Supplied text:
------------------------------------

- Supreme Court of the United States

Argued October 7, 1997 Decided November 4, 1997
- Full case name: State Oil Company v. Barkat U. Khan
- Citations: 522 U.S. 3 (more) 118 S. Ct. 275; 139 L. Ed. 2d 199; 1997 U.S. LEXIS 6705

Case history
- Prior: Summary judgment granted in favor of defendant, Khan v. State Oil Co., 907 F. Supp. 1202 (N.D. Ill. 1995); affirmed in part, reversed in part, 93 F.3d 1358 (7th Cir. 1996); cert. granted, 519 U.S. 1107 (1997).

Holding
- Vertical maximum price fixing should be evaluated under the rule of reason, which can effectively identify those situations in which it amounts to anticompetitive conduct.

Court membership
- Chief Justice William Rehnquist Associate Justices John P. Stevens · Sandra Day O'Connor Antonin Scalia · Anthony Kennedy David Souter · Clarence Thomas Ruth Bader Ginsburg · Stephen Breyer

Case opinion
- Majority: O'Connor, joined by unanimous

Laws applied
- Sherman Antitrust Act, 15 U.S.C. § 1 Clayton Antitrust Act, 15 U.S.C. § 15
- This case overturned a previous ruling or rulings
- Albrecht v. Herald Co. (1968)

= State Oil Co. v. Khan =

State Oil Co. v. Khan, 522 U.S. 3 (1997), was a decision by the United States Supreme Court, which held that vertical maximum price fixing was not inherently unlawful, thereby overruling a previous Supreme Court decision, Albrecht v. Herald Co., 390 U.S. 145 (1968). However, the Court concluded that "[i]n overruling Albrecht, the Court does not hold that all vertical maximum price fixing is per se lawful, but simply that it should be evaluated under the rule of reason, which can effectively identify those situations in which it amounts to anticompetitive conduct."

------------------------------------

Given entries:
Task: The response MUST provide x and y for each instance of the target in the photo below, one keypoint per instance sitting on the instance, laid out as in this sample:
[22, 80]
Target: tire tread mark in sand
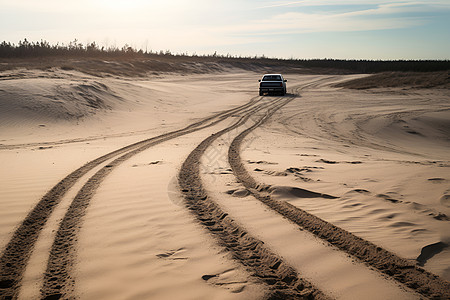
[427, 284]
[259, 260]
[58, 281]
[16, 253]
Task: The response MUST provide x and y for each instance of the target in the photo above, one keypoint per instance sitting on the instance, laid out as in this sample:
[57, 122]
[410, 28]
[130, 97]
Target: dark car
[272, 83]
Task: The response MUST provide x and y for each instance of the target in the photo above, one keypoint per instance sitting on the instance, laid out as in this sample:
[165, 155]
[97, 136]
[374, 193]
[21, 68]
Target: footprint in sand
[429, 251]
[226, 279]
[172, 254]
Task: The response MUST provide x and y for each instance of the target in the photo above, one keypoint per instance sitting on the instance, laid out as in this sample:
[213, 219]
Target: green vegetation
[75, 49]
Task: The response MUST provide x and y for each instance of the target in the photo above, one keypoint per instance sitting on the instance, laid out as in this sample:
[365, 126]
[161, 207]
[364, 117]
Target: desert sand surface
[190, 186]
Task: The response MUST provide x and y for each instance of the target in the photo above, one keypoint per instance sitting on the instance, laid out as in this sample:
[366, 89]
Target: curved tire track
[259, 260]
[401, 270]
[17, 252]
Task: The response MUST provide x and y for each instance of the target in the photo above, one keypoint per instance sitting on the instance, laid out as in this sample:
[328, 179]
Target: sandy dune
[194, 187]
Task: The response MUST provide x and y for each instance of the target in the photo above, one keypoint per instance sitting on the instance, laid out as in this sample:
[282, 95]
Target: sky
[344, 29]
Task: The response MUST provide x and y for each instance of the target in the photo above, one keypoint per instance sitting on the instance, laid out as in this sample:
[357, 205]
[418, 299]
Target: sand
[169, 215]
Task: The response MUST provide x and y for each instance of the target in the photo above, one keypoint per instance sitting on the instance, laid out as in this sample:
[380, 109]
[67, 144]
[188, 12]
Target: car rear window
[272, 78]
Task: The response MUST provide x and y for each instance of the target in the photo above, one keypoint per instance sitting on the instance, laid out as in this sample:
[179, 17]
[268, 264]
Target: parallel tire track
[262, 263]
[388, 263]
[58, 282]
[17, 252]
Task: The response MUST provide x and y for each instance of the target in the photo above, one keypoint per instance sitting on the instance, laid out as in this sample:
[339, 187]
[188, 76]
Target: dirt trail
[15, 256]
[388, 263]
[271, 269]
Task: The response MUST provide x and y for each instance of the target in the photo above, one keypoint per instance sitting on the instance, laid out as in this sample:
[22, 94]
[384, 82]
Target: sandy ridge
[388, 263]
[18, 250]
[57, 279]
[264, 264]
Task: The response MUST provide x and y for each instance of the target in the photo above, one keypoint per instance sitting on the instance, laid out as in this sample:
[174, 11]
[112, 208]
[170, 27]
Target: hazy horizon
[285, 29]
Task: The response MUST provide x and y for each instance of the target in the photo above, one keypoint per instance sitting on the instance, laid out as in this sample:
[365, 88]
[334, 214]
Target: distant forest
[75, 49]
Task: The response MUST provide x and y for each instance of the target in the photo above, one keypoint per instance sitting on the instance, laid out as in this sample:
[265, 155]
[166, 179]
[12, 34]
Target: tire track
[399, 269]
[58, 281]
[16, 253]
[259, 260]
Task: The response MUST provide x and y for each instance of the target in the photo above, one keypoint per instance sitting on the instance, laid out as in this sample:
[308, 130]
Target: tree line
[27, 49]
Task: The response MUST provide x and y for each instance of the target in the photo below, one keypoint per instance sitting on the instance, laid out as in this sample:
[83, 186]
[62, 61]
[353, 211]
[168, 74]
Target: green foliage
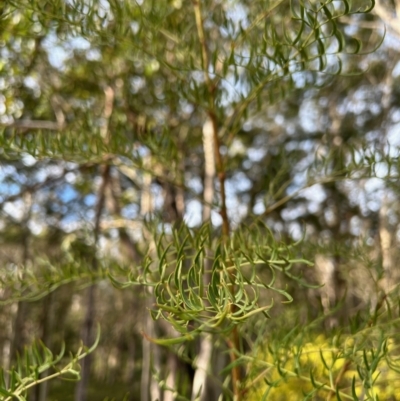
[38, 364]
[169, 66]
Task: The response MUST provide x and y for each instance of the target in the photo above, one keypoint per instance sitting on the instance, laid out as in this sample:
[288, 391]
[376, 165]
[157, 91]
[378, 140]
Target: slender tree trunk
[150, 390]
[88, 324]
[203, 360]
[41, 390]
[386, 247]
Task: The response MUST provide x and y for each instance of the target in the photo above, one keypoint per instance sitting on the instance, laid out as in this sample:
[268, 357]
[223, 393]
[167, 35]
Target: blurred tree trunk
[385, 237]
[203, 359]
[18, 329]
[149, 387]
[46, 328]
[91, 292]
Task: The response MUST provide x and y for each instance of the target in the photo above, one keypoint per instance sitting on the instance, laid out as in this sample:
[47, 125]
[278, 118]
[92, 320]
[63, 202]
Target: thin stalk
[88, 325]
[233, 342]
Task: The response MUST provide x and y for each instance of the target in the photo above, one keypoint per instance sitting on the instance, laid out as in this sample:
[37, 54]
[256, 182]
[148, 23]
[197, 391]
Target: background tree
[178, 151]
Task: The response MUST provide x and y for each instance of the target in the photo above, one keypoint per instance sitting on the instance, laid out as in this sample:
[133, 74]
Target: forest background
[206, 192]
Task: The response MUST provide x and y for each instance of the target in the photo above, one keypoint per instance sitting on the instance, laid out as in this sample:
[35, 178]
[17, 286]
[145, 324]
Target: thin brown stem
[233, 342]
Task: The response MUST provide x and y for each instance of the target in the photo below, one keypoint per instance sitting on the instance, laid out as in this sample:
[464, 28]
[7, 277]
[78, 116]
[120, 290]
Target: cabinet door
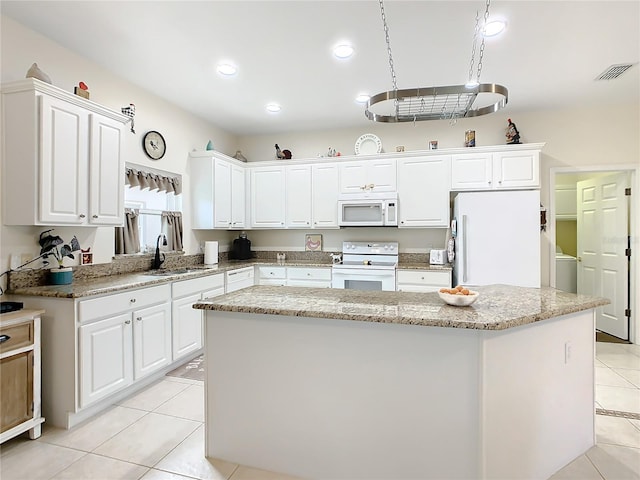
[105, 358]
[382, 175]
[471, 171]
[516, 169]
[222, 194]
[186, 326]
[63, 162]
[268, 197]
[16, 385]
[238, 197]
[423, 192]
[324, 191]
[298, 204]
[353, 177]
[151, 339]
[106, 172]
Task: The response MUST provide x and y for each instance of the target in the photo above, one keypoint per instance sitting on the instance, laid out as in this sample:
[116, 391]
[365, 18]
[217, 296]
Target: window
[150, 204]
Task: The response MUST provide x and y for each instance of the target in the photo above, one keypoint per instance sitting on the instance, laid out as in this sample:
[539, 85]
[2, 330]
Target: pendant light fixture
[437, 103]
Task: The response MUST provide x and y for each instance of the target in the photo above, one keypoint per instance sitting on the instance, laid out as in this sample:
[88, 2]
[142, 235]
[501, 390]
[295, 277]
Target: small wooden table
[21, 407]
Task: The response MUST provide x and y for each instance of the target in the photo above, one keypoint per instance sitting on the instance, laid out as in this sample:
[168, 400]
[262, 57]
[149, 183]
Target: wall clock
[154, 145]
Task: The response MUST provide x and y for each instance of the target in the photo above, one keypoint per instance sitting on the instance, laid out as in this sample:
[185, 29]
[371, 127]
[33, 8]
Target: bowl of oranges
[459, 296]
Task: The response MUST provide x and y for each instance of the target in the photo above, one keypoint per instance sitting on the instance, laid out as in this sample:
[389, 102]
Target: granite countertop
[497, 308]
[128, 281]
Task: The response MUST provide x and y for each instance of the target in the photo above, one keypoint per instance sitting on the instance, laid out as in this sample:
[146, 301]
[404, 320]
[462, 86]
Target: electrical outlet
[567, 352]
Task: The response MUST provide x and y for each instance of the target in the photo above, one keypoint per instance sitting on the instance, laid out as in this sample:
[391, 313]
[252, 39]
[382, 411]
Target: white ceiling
[548, 57]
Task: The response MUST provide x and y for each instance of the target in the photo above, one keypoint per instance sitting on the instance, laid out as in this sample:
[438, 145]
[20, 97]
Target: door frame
[634, 324]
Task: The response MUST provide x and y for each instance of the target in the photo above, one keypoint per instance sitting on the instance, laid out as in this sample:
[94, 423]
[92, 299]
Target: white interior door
[602, 222]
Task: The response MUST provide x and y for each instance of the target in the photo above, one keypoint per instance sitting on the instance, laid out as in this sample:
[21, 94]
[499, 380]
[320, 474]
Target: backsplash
[140, 263]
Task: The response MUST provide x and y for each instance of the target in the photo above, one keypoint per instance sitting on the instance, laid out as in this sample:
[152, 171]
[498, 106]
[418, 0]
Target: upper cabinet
[268, 197]
[512, 169]
[423, 191]
[218, 193]
[371, 175]
[63, 162]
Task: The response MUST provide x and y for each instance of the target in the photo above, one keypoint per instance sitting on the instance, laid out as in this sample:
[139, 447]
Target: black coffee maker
[241, 248]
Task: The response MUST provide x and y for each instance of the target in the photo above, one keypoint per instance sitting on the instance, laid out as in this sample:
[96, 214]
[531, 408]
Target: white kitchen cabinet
[318, 277]
[566, 202]
[298, 196]
[65, 149]
[268, 197]
[239, 278]
[512, 169]
[422, 280]
[186, 322]
[151, 339]
[122, 338]
[270, 275]
[372, 175]
[217, 193]
[324, 193]
[106, 357]
[423, 191]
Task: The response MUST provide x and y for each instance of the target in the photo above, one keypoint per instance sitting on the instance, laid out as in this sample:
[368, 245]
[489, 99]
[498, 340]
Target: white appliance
[366, 266]
[566, 273]
[437, 256]
[497, 238]
[368, 210]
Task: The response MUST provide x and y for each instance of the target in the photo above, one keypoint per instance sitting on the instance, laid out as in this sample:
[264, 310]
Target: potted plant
[54, 246]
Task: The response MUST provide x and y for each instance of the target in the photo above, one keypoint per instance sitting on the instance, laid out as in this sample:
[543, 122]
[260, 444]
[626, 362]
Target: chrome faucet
[157, 261]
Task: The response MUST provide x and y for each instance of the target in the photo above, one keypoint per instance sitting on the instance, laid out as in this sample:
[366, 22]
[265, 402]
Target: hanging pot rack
[437, 103]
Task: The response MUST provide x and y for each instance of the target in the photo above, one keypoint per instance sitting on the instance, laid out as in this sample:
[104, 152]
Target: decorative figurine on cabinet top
[513, 136]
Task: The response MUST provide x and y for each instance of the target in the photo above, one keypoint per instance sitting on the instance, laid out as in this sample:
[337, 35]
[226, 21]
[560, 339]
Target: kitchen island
[327, 383]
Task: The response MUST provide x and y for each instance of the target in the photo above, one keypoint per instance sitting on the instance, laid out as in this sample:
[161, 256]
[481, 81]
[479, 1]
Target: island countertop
[497, 308]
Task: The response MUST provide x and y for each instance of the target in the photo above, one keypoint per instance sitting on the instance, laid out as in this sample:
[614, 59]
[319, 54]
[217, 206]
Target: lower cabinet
[318, 277]
[422, 280]
[186, 322]
[122, 348]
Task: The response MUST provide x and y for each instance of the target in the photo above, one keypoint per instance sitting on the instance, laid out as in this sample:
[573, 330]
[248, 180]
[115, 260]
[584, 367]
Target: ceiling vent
[614, 71]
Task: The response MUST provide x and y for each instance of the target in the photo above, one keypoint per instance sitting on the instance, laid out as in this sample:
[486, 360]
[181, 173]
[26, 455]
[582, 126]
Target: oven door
[363, 278]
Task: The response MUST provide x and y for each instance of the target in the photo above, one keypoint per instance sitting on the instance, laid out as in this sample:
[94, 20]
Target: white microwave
[368, 210]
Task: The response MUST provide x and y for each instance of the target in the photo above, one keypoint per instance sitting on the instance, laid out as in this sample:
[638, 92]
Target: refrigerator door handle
[464, 249]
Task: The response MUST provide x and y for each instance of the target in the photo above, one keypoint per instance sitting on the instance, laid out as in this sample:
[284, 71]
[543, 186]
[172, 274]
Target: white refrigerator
[497, 238]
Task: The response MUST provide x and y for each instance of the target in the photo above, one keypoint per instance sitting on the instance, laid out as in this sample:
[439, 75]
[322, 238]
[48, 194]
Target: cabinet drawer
[424, 277]
[196, 285]
[297, 273]
[17, 336]
[121, 302]
[272, 272]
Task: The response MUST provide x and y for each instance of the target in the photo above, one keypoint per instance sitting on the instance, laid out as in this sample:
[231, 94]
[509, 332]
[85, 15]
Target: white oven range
[366, 266]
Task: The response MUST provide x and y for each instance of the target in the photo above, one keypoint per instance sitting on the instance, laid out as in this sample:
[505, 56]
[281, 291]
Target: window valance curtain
[152, 181]
[127, 237]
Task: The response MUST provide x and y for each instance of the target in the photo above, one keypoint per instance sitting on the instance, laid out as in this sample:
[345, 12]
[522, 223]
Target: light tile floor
[158, 434]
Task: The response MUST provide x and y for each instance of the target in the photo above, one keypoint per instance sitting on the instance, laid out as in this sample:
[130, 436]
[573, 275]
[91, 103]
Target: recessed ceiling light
[493, 28]
[227, 69]
[343, 50]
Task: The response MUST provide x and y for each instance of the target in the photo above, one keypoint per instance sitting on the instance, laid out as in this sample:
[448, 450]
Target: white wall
[183, 132]
[594, 135]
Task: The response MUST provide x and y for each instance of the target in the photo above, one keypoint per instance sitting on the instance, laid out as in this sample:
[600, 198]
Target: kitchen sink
[178, 271]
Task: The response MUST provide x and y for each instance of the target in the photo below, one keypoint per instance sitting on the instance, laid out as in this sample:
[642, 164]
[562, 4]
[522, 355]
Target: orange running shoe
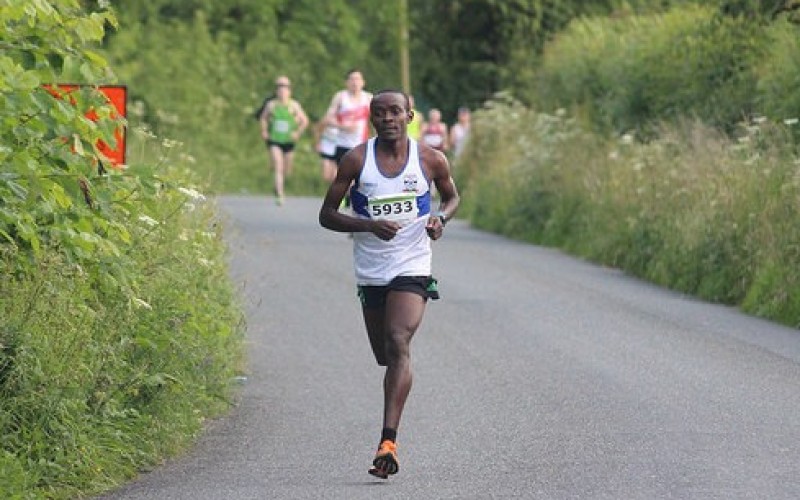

------------------------------------

Aim of the task:
For each statement, say yes or no to whether it agrees with the case summary, and quote the words of the summary that decide it.
(a) The case was decided on November 4, 1997.
(b) The Court held that all vertical maximum price fixing is per se lawful.
(c) Clarence Thomas wrote the majority opinion.
The rows have no role here.

Task response:
(a) Yes: "Decided November 4, 1997"
(b) No: "the Court does not hold that all vertical maximum price fixing is per se lawful"
(c) No: "Majority: O'Connor, joined by unanimous"